%%

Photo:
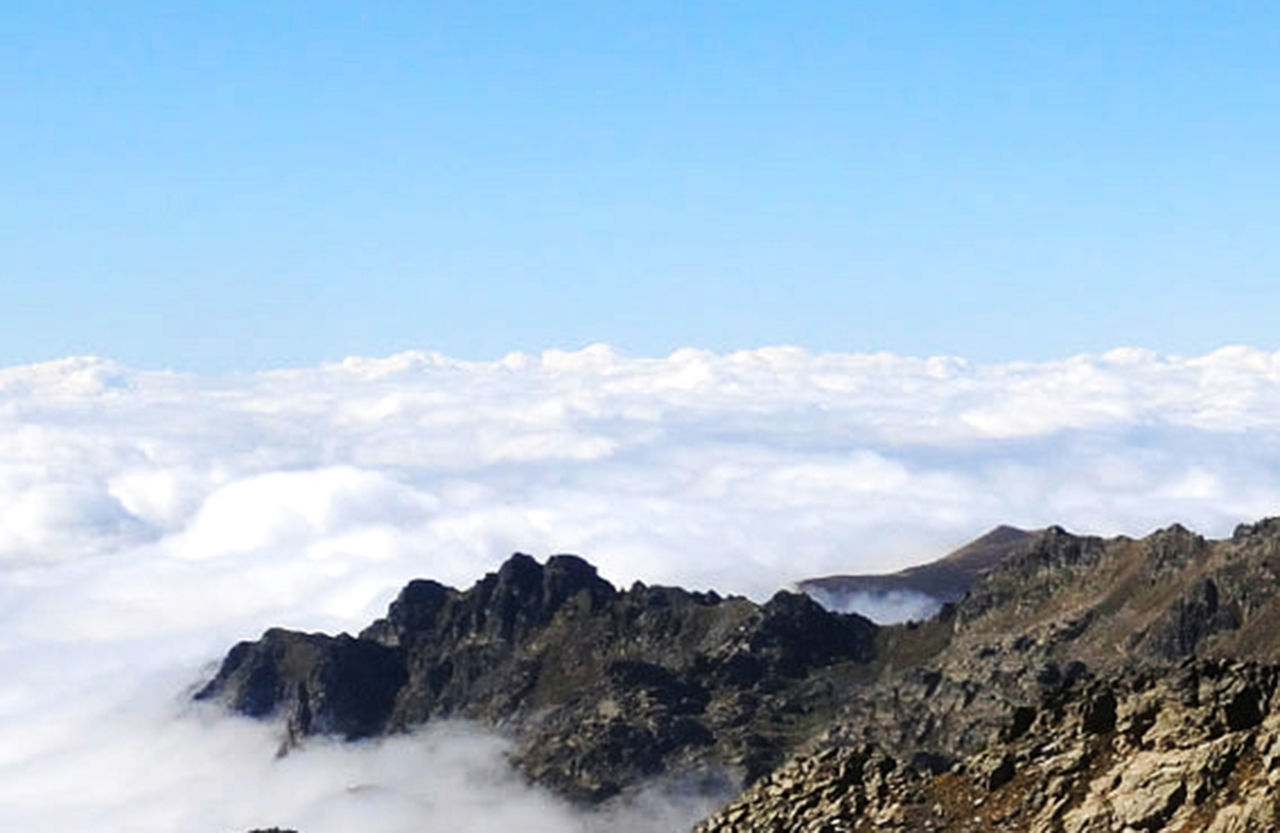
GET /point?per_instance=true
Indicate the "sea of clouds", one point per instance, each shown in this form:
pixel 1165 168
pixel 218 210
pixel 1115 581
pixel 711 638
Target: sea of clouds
pixel 150 520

%%

*Work to do*. Write out each item above word for word, leaving out the pictures.

*Exercise result*.
Photo:
GET /point?per_instance=true
Indicate the "sea of clouds", one point per instance, each shown in this form:
pixel 1165 168
pixel 218 210
pixel 1115 581
pixel 711 638
Target: sea of clouds
pixel 150 520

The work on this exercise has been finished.